## The data
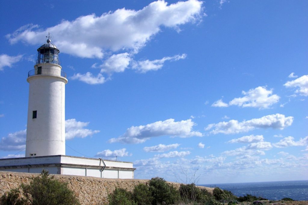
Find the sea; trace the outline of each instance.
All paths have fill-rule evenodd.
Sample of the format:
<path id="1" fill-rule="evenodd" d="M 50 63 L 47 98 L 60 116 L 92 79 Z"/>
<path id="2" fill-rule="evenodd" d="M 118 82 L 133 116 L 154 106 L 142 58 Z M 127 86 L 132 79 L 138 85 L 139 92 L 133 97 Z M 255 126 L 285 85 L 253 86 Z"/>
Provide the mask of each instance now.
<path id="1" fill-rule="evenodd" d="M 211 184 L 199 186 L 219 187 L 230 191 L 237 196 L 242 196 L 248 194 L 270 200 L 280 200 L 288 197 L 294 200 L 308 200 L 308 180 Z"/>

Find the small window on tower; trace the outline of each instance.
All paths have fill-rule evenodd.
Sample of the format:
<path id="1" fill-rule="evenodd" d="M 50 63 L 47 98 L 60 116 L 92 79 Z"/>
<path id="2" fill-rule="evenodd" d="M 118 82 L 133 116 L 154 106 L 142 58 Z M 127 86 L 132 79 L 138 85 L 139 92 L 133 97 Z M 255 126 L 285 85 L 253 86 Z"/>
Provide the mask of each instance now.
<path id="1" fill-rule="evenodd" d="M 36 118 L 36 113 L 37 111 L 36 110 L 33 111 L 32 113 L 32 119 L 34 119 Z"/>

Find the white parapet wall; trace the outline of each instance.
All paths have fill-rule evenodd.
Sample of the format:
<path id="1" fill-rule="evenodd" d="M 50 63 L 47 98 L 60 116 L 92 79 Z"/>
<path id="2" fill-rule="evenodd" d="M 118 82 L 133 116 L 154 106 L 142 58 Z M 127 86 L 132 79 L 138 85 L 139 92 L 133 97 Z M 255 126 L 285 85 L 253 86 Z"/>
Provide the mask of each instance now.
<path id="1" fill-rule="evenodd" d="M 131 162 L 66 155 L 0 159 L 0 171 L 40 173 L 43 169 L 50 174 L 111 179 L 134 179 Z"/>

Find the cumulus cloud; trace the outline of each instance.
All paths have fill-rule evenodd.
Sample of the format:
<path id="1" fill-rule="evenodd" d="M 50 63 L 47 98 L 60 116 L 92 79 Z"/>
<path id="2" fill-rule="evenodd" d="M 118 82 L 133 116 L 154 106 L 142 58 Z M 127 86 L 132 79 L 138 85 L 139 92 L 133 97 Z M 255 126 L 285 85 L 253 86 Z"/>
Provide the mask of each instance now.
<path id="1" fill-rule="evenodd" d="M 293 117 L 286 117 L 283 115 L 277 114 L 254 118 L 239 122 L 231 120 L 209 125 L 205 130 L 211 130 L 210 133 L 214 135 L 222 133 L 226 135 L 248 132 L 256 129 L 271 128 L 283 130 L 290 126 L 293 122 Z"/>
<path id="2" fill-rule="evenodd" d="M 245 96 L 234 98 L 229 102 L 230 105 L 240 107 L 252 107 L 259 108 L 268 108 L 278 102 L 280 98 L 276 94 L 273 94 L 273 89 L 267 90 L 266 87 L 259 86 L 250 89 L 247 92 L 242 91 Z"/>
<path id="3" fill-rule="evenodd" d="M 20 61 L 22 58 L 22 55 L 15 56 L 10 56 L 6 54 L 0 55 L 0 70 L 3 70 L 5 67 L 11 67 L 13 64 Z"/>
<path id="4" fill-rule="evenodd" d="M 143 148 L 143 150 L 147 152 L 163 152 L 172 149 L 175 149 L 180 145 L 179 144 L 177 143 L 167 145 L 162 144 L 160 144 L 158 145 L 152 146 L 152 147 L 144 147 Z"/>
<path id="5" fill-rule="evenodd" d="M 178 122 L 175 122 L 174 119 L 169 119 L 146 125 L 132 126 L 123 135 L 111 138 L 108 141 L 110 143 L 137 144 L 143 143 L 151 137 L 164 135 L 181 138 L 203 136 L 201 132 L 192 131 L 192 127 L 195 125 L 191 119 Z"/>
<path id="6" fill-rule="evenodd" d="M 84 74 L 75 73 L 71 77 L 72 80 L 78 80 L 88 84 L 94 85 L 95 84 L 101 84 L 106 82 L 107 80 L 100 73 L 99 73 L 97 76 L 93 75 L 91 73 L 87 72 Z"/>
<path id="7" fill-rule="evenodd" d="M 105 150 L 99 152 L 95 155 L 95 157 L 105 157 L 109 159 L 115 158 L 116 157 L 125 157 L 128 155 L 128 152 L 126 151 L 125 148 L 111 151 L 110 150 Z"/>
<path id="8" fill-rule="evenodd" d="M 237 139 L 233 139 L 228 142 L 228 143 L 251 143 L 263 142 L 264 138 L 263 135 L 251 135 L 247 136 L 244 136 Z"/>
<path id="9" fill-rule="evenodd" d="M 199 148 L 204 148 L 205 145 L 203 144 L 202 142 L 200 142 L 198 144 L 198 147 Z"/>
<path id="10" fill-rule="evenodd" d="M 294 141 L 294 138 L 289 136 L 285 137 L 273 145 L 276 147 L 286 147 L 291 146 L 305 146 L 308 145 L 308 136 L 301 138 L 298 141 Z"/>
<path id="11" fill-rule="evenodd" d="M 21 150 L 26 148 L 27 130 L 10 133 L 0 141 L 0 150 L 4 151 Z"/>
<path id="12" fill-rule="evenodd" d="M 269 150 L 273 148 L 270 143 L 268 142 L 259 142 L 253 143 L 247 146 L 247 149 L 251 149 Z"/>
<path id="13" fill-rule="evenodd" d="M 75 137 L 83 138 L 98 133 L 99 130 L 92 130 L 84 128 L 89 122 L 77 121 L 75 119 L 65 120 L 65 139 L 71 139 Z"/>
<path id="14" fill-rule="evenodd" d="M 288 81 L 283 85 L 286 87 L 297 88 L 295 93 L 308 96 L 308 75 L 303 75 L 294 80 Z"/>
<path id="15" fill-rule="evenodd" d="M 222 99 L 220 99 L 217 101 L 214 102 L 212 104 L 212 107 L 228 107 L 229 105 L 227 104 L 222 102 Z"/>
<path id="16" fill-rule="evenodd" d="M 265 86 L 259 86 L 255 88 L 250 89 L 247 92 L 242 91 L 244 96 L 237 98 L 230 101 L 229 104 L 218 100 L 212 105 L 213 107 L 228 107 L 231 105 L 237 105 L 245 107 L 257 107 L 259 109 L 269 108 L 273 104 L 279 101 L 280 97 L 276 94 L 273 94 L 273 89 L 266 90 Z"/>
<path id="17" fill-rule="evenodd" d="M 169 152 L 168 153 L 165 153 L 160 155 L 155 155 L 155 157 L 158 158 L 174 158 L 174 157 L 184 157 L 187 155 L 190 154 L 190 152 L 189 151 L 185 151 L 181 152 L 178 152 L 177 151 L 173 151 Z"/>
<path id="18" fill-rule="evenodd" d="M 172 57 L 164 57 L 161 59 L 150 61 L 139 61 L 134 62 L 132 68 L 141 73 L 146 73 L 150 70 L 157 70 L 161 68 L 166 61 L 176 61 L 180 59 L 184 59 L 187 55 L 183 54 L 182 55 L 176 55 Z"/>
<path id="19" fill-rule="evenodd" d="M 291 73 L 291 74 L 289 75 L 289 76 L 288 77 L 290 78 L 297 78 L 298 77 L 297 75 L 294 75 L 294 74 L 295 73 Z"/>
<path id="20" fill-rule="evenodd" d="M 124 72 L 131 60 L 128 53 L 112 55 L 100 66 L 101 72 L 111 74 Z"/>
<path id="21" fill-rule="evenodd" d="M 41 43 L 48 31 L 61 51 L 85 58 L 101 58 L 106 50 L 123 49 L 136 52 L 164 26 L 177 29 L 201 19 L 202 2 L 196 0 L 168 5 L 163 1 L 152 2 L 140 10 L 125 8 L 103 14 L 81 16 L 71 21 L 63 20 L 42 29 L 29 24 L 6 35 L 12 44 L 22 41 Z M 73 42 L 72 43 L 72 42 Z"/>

* * *

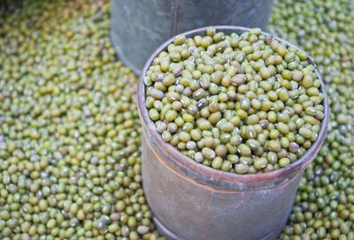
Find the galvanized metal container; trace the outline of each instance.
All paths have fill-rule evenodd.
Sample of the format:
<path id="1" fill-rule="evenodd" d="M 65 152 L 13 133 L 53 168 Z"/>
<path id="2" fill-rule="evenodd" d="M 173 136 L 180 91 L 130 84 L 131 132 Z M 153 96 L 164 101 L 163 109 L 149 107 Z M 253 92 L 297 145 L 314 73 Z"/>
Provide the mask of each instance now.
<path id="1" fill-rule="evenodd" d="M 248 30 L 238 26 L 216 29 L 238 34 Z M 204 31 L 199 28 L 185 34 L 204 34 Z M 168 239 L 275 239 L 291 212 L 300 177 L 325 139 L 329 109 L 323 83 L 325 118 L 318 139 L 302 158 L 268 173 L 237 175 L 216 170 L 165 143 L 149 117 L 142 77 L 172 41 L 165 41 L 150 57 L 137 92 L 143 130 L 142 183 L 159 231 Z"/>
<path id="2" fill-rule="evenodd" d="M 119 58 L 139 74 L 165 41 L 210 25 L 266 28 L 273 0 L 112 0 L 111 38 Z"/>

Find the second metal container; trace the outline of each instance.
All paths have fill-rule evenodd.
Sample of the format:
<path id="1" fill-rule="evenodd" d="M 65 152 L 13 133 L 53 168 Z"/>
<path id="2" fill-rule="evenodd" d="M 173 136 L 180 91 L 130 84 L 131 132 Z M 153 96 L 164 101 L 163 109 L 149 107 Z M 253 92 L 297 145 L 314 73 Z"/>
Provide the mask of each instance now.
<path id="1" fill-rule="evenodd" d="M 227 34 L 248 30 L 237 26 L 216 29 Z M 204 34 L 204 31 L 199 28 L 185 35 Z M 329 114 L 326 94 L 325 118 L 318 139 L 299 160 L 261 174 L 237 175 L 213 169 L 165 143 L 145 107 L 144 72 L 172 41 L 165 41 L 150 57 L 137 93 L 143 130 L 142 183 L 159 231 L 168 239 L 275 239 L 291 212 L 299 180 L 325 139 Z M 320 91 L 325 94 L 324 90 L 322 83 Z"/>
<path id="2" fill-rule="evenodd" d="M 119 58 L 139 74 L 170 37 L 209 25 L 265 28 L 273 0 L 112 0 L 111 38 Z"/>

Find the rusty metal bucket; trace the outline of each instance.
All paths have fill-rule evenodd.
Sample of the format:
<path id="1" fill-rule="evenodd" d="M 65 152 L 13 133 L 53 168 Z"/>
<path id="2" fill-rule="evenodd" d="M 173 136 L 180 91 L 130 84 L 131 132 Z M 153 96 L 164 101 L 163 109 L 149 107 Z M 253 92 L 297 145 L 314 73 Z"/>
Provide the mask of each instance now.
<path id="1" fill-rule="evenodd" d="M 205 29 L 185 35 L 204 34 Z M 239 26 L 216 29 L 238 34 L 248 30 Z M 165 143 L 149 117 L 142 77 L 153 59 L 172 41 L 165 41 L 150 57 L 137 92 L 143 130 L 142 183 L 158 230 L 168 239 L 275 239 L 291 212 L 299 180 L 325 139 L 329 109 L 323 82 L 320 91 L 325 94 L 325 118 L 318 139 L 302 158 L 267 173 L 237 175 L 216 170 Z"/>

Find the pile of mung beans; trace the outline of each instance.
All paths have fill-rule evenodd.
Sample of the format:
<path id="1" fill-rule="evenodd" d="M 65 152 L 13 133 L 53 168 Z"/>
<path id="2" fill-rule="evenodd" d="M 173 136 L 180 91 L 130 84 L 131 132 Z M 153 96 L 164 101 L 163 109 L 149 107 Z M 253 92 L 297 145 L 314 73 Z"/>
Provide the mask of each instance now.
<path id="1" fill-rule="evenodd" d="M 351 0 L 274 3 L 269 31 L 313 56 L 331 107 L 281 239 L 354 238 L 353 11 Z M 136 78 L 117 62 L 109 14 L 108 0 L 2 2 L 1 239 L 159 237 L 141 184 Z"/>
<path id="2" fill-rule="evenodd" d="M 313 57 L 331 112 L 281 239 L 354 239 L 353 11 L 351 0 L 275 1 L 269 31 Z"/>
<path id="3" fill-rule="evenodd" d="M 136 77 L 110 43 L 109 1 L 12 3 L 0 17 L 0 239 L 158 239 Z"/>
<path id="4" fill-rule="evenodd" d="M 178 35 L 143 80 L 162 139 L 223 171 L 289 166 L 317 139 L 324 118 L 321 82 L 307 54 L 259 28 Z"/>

## Exercise objective
Copy each line of the records that contains the string "metal", matching case exactly.

## Written solution
Find the galvanized metal container; trace the outline of each instance.
Find the second metal container; trace the outline of each instance.
Find the rusty metal bucket; trace the outline of each instance.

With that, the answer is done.